__Source extract__:
%%
Mohammad Saqib Hasan


2025

pdf bib
Teaching an Old LLM Secure Coding: Localized Preference Optimization on Distilled Preferences
Mohammad Saqib Hasan | Saikat Chakraborty | Santu Karmaker | Niranjan Balasubramanian
Proceedings of the 63rd Annual Meeting of the Association for Computational Linguistics (Volume 1: Long Papers)

LLM generated code often contains security issues. We address two key challenges in improving secure code generation. First, obtaining high quality training data covering a broad set of security issues is critical. To address this, we introduce a method for distilling a preference dataset of insecure and secure code pairs from frontier LLMs, along with a security reasoning that explains the issues and the fix. The key idea here is to make use of security knowledge sources to devise a systematic prompting strategy that ensures broad coverage. Second, aligning models to secure code requires focusing on localized regions of code. Direct preference optimization methods, like SimPO, are not designed to handle these localized differences and turn out to be ineffective. We address this with a new localized preference optimization algorithm that masks the security related tokens in both the winning (secure) and losing (insecure) responses. To prevent loss in code quality, we also add a regularizer. Evaluations show that both training on our dataset, DiSCo, and the new preference optimization algorithm, LPO, yield substantial reductions in code insecurity while also improving overall code quality. Code and dataset are available at https://github.com/StonyBrookNLP/disco-lpo.

pdf bib
MuSciClaims: Multimodal Scientific Claim Verification
Yash Kumar Lal | Manikanta Bandham | Mohammad Saqib Hasan | Apoorva Kashi | Mahnaz Koupaee | Niranjan Balasubramanian
Proceedings of the 14th International Joint Conference on Natural Language Processing and the 4th Conference of the Asia-Pacific Chapter of the Association for Computational Linguistics

Assessing scientific claims requires identifying, extracting, and reasoning with multimodal data expressed in information-rich figures in scientific literature. Despite the large body of work in scientific QA, figure captioning, and other multimodal reasoning tasks over chart-based data, there are no readily usable multimodal benchmarks that directly test claim verification abilities. To remedy this gap, we introduce a new benchmark MuSciClaims accompanied by diagnostics tasks. We automatically extract supported claims from scientific articles, which we manually perturb to produce contradicted claims. The perturbations are designed to test for a specific set of claim verification capabilities. We also introduce a suite of diagnostic tasks that help understand model failures. Our results show most vision-language models are poor (~0.3-0.5 F1), with even the best model only achieving 0.72 F1. They are also biased towards judging claims as supported, likely misunderstanding nuanced perturbations within the claims. Our diagnostics show models are bad at localizing correct evidence within figures, struggle with aggregating information across modalities, and often fail to understand basic components of the figure.
%%
__Records supplied__:
%%
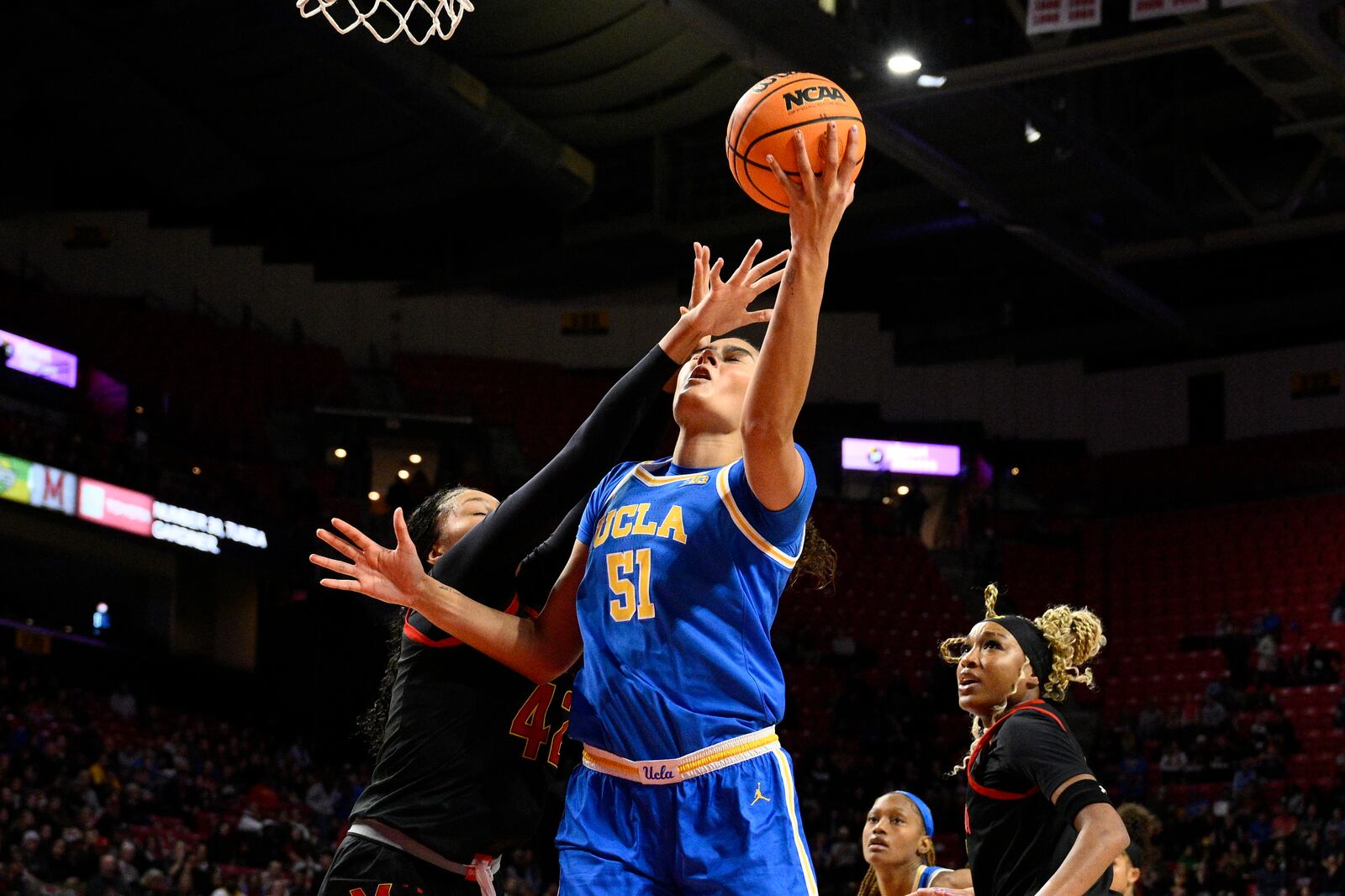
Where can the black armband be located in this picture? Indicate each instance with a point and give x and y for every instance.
(1079, 797)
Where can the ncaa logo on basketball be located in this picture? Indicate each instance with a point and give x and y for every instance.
(811, 94)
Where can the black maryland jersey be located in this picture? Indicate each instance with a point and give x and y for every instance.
(470, 746)
(1015, 838)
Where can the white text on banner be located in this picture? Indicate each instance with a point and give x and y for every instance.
(1063, 15)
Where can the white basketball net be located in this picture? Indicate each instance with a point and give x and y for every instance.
(420, 20)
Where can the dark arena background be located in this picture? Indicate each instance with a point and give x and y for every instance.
(1086, 322)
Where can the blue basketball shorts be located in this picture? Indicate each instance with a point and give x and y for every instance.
(724, 820)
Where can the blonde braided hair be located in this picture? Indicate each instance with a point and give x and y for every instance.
(1073, 636)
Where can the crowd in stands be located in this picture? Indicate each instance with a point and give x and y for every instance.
(105, 794)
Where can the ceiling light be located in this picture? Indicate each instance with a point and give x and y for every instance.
(903, 64)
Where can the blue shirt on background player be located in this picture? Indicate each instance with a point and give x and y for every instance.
(683, 577)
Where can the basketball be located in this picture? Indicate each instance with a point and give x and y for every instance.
(763, 124)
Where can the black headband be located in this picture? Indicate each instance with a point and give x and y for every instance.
(1032, 640)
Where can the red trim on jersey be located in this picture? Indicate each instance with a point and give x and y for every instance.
(1035, 705)
(421, 638)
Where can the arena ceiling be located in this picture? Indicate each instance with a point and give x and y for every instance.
(1187, 194)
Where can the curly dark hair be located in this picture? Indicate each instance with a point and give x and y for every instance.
(423, 526)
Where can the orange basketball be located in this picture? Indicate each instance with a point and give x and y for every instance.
(764, 121)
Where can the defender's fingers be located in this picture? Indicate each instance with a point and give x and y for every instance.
(340, 544)
(746, 266)
(786, 183)
(766, 282)
(404, 535)
(807, 181)
(335, 566)
(852, 156)
(762, 266)
(356, 535)
(340, 584)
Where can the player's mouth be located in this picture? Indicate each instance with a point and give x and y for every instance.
(701, 373)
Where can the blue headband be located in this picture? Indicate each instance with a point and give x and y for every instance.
(925, 810)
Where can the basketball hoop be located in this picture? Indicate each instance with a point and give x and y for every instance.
(419, 19)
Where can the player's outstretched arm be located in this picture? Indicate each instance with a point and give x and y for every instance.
(780, 382)
(540, 649)
(1102, 835)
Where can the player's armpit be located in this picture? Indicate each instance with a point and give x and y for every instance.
(558, 635)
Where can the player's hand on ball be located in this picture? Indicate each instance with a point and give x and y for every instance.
(818, 202)
(720, 306)
(382, 573)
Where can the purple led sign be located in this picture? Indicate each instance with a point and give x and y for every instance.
(900, 456)
(38, 360)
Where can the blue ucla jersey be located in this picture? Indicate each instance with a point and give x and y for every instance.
(683, 582)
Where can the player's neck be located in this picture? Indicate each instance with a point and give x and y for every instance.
(899, 880)
(706, 448)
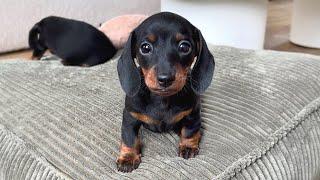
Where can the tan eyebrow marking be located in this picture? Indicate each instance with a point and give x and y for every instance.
(179, 37)
(152, 38)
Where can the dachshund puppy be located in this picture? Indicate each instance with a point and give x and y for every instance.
(163, 69)
(75, 42)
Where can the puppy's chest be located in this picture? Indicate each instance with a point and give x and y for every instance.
(162, 113)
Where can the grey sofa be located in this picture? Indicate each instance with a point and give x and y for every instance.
(261, 120)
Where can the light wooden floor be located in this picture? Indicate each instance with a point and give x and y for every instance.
(276, 37)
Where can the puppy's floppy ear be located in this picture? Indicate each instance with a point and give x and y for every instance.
(202, 71)
(128, 72)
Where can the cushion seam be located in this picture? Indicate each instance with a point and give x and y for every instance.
(270, 142)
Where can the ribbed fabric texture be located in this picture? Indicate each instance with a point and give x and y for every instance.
(261, 120)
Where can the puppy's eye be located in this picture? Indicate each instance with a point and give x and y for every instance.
(184, 47)
(145, 48)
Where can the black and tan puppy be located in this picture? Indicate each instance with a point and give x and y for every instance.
(75, 42)
(162, 94)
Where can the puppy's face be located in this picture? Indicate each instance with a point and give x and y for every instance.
(165, 53)
(165, 46)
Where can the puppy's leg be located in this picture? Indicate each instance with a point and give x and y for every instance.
(130, 152)
(190, 135)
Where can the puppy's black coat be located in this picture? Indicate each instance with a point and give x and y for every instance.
(75, 42)
(162, 93)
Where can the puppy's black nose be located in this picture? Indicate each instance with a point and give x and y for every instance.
(165, 80)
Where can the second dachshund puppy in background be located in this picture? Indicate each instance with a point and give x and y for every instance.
(75, 42)
(163, 92)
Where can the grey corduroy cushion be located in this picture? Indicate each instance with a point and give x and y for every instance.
(261, 120)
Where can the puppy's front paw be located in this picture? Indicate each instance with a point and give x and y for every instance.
(189, 147)
(188, 152)
(128, 162)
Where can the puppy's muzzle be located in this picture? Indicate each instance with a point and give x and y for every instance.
(165, 80)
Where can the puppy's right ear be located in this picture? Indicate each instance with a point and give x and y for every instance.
(128, 72)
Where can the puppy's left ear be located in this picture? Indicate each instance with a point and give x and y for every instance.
(128, 72)
(202, 71)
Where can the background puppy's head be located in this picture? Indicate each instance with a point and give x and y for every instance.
(165, 46)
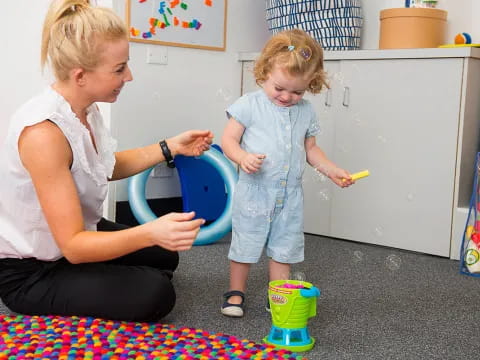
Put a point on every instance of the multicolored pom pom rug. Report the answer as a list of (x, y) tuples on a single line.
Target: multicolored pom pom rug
[(74, 338)]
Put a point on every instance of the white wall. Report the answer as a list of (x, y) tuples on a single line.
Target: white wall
[(191, 91), (20, 59)]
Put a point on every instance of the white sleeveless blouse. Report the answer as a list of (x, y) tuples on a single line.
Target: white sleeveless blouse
[(24, 232)]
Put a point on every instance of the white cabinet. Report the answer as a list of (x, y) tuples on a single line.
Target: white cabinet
[(412, 118)]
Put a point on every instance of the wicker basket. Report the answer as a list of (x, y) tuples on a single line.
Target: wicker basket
[(336, 24)]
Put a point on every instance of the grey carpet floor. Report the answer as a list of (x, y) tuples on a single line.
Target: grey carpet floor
[(376, 302)]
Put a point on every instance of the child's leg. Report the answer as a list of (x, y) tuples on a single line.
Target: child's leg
[(278, 271), (238, 279)]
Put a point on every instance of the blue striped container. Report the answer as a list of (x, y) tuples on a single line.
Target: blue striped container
[(336, 24)]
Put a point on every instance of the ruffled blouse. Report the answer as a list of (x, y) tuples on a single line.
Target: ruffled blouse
[(24, 231)]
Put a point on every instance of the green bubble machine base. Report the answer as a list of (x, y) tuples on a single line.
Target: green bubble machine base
[(292, 303)]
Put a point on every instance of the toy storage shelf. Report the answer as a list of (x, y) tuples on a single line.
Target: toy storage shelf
[(411, 117)]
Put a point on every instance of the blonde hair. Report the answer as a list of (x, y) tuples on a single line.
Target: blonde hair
[(296, 52), (73, 33)]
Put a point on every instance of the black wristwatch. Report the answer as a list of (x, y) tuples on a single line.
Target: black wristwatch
[(167, 154)]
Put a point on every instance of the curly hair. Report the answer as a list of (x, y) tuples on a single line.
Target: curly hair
[(295, 51)]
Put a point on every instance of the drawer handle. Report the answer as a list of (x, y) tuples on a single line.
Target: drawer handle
[(346, 96)]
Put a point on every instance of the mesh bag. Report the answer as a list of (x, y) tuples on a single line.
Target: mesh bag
[(470, 250), (335, 24)]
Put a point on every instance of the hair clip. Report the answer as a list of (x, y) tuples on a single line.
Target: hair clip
[(306, 53)]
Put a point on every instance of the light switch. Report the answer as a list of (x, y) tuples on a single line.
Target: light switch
[(157, 55)]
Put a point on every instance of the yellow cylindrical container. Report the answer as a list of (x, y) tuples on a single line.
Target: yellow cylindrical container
[(405, 28)]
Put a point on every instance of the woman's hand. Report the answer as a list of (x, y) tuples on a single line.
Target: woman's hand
[(190, 143), (251, 163), (175, 231)]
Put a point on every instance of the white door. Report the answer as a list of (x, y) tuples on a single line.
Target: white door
%%
__Your tasks__:
• A. Answer these questions using the publication listing:
(i) What is the name of the dataset introduced in the secure coding paper?
(ii) Which direct preference optimization method does that paper name as ineffective for localized code differences?
(iii) What F1 score does the best model reach on MuSciClaims?
• B. Write what comes next in the publication listing of Mohammad Saqib Hasan's papers, after the MuSciClaims abstract.

__Your responses__:
• A.
(i) DiSCo
(ii) SimPO
(iii) 0.72 F1

• B.
pdf bib
ProST: Progressive Sub-task Training for Pareto-Optimal Multi-agent Systems Using Small Language Models
Biddut Sarker Bijoy | Mohammad Saqib Hasan | Pegah Alipoormolabashi | Avirup Sil | Aruna Balasubramanian | Niranjan Balasubramanian
Proceedings of the 14th International Joint Conference on Natural Language Processing and the 4th Conference of the Asia-Pacific Chapter of the Association for Computational Linguistics

Multi-agent systems with smaller language models (SLMs) present a viable alternative to single agent systems powered by large language models (LLMs) for addressing complex problems. In this work, we study how these alternatives compare in terms of both effectiveness and efficiency. To study this trade-off, we instantiate single and multi-agent systems for the complex problems in the AppWorld environment using different sized language models.We find that difficulties with long-trajectory learning in smaller language models (SLMs) limit their performance. Even when trained for specialized roles, SLMs fail to learn all subtasks effectively. To address this issue, we introduce a simple progressive sub-task training strategy, which introduces new sub-tasks progressively in each training epoch. We find that this novel strategy, analogous to instance level curriculum learning, consistently improves the effectiveness of multi-agents at all configurations. Our Pareto analysis shows that fine-tuned multi-agent systems yield better effectiveness-efficiency trade-offs. Additional ablations and analyses shows the importance of our progressive training strategy and its ability to reduce subtask error rates.